## SET PROBLEM A
Filter the records below and copy every line that contains the string "person". Case counts.

## EXCERPTED PASSAGE
# Mousing



## Shoeman

Rasputin said:


> By the way, unless I am mistaken, I am the owner of your old Hyde. Let me know if you ever want to take a ride in it. Maybe you can teach me how to catch fish out of it!


No Way! Man that boat would catch fish and row like a dream, even loaded down!


----------



## Rasputin

I'm going to have a new bottom put on it in the next few weeks, seems to have a small leak. It does go down the river nice, I just don't really know how to fish out of a boat, always been a wade guy. I'll get there.


----------



## Shoeman

Where do you generally fish?


----------



## 6Speed

Shoeman said:


> No Way! Man that boat would catch fish and row like a dream, even loaded down!


Wow! Old memories there Shoeman...


----------



## kzoofisher

Steve said:


> That mouse imitation looks really interesting. I wonder if the recipe is posted somewhere.


Smitty's/Uncle Jake's in Battle Creek carries the cutters for making bomber flies, I imagine other shops do too. Here's an online source.

https://www.caddisflyshop.com/stealth-bomber-popper-diver-foam-body-cutter.html

And step by step instructions. Looks simple!
https://littleriveroutfitters.com/littleriverjournal/storiesjuly09/stealth/bomber.htm


----------



## thewoodenshoe

Pretty late on this one but for future reference- please use heavier leads at nighttime especially in the late summer months. If you’re playing a fish out on 6lb in August, you’re killing more fish than you’re not. For reference, this was taken on 15lb maxima. I think I could tow my boat with 15lb maxima. You could tie your mouse to your fly line- the one you’re lookin for doesn’t care. That goes for hex fishin too, 1x to 0x on nights without a full moon and you’ll be just fine, and will be helping out the fish in the process.


----------



## kzoofisher

My standard mousing leader is a used hex leader that got a little too short, so 0x at most. I do that because 6' is plenty of leader for mousing and I'm cheap.


----------



## Fishndude

It's more fun to fight fish with heavier gear, too. Real slugfest.


----------



## nimrod4

PunyTrout said:


> I recall someone posting a picture of a Brook trout they caught on a mouse. Or maybe I'm thinking of a frog that was in its stomach
> 
> Anyway I'd like to give bonus points for anyone who can post a picture of a mouse-caught Brookie.


 By far my favorite preferred method for catching big northern Ontario brook trout.


----------



## ESOX

PunyTrout said:


> I recall someone posting a picture of a Brook trout they caught on a mouse. Or maybe I'm thinking of a frog that was in its stomach
> 
> Anyway I'd like to give bonus points for anyone who can post a picture of a mouse-caught Brookie.


We used to catch huge brookies in the Nippigon River ( a N shore of Superior watershed) on mice. That was back in the late 70's & 80's before digital cameras, cell phones etc. Had some I know darn well went 6#. Average was 3-4#. Went there about 10 years ago, it was depressing. The hand print of man was all over the lower river. "Progress" is a matter of perspective.


----------



## PunyTrout

Last harrah for Brookies.

## GIVEN RECORDS
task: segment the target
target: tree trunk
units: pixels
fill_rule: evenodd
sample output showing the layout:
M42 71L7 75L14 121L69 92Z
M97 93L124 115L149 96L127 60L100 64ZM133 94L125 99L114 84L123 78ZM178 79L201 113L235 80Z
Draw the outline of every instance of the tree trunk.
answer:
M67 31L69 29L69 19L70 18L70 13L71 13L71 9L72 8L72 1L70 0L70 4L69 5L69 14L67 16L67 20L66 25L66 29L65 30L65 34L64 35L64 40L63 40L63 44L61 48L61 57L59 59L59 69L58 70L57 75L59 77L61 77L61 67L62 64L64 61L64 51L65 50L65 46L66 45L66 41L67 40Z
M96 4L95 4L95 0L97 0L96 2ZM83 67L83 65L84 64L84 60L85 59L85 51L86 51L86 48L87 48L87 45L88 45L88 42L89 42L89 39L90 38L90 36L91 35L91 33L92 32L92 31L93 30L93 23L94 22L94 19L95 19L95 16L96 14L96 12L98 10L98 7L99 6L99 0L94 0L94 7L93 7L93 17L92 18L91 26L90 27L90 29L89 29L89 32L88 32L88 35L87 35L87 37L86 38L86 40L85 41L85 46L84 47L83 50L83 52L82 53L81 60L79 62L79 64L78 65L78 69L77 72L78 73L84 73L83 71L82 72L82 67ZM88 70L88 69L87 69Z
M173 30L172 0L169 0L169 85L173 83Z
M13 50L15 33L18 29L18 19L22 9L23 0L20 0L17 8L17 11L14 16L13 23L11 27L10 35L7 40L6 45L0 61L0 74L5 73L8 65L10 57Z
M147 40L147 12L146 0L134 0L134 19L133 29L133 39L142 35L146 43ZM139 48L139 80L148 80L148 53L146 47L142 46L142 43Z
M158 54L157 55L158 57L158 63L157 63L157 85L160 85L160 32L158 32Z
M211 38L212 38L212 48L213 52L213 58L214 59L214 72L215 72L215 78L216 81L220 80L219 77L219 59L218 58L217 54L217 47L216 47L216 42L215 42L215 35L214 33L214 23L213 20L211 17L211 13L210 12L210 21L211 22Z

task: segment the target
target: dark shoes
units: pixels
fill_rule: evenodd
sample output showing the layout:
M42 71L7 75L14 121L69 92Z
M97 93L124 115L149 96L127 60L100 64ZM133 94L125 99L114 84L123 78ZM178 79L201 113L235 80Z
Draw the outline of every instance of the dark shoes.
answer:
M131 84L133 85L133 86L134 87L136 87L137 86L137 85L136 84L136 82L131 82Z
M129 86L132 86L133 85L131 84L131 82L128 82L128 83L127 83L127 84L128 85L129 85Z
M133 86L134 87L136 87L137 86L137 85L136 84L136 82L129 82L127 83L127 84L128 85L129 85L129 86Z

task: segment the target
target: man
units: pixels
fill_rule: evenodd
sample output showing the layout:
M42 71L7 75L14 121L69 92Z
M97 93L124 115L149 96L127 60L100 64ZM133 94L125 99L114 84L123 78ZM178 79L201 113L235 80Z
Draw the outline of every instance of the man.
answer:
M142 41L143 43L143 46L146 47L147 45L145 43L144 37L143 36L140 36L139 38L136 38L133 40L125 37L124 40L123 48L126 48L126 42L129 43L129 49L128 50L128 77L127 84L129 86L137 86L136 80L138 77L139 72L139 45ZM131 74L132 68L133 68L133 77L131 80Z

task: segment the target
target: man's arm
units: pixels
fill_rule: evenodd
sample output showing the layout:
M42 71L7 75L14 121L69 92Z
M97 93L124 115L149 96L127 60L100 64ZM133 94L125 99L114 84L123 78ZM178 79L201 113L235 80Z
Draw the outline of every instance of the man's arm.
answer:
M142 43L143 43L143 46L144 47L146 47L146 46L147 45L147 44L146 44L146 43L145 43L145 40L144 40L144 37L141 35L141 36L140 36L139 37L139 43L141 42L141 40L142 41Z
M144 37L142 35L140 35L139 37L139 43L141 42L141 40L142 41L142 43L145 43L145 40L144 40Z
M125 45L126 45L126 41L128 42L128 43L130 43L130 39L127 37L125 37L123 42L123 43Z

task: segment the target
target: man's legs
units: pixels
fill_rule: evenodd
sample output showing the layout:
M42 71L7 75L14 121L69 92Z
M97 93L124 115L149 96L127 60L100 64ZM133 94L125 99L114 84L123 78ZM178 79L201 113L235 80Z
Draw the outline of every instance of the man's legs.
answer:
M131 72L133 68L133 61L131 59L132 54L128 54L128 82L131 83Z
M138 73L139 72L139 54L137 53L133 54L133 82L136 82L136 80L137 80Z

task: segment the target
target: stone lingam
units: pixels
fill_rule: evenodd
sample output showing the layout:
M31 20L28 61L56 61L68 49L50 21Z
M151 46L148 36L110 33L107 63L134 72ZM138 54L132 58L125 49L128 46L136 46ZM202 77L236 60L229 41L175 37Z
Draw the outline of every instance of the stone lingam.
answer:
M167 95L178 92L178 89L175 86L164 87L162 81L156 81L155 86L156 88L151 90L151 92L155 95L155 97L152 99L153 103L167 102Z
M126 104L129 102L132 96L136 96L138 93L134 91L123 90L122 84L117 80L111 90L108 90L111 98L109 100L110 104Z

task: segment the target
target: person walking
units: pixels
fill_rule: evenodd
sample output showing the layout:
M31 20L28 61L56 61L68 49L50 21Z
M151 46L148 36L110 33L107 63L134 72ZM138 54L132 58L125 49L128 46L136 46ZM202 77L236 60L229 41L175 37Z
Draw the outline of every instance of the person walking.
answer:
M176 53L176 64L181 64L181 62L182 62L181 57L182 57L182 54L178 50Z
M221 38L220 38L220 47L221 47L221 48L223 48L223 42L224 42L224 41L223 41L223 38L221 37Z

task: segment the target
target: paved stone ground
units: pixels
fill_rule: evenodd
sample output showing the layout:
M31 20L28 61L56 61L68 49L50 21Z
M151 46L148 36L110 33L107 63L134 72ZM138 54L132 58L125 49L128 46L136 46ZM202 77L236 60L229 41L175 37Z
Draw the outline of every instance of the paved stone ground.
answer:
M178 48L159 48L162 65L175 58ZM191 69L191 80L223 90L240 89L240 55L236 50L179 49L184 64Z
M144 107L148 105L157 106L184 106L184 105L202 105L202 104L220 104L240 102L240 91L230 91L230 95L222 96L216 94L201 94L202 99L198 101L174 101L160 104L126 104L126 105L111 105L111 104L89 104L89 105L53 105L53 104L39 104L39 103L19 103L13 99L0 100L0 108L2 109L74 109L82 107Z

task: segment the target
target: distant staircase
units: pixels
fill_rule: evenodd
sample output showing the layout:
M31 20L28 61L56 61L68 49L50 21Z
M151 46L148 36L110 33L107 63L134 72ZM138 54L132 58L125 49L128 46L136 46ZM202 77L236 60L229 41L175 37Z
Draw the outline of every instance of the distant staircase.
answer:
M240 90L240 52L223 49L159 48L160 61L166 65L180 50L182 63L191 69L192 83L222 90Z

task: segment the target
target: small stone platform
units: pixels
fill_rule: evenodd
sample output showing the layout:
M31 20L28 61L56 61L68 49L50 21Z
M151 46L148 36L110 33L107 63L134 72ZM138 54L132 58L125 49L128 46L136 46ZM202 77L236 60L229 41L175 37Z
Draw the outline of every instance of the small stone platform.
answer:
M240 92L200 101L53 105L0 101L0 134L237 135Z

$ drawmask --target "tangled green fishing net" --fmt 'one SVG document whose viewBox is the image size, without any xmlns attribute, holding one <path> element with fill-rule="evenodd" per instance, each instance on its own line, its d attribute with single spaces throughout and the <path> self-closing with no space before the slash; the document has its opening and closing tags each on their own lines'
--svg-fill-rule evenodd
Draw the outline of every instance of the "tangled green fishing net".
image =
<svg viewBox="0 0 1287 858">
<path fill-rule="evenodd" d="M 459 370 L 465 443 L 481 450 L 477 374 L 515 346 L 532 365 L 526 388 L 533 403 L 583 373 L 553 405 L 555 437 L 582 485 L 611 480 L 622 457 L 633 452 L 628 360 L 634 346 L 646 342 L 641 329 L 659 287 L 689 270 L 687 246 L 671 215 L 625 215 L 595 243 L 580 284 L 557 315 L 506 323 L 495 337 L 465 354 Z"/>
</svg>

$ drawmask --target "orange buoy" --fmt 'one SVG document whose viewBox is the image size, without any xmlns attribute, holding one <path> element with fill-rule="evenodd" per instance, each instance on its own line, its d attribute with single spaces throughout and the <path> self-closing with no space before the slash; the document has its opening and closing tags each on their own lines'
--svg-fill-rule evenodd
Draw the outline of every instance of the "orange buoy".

## SET PROBLEM B
Answer these questions about the mousing thread:
(i) What does Rasputin plan to have put on the boat in the next few weeks?
(ii) What line was thewoodenshoe's fish taken on?
(iii) In which river did ESOX catch huge brookies on mice?

## CORRECT OUTPUT A
target: person walking
Draw the outline of every instance of the person walking.

## CORRECT OUTPUT B
(i) A new bottom.
(ii) 15lb maxima.
(iii) The Nippigon River.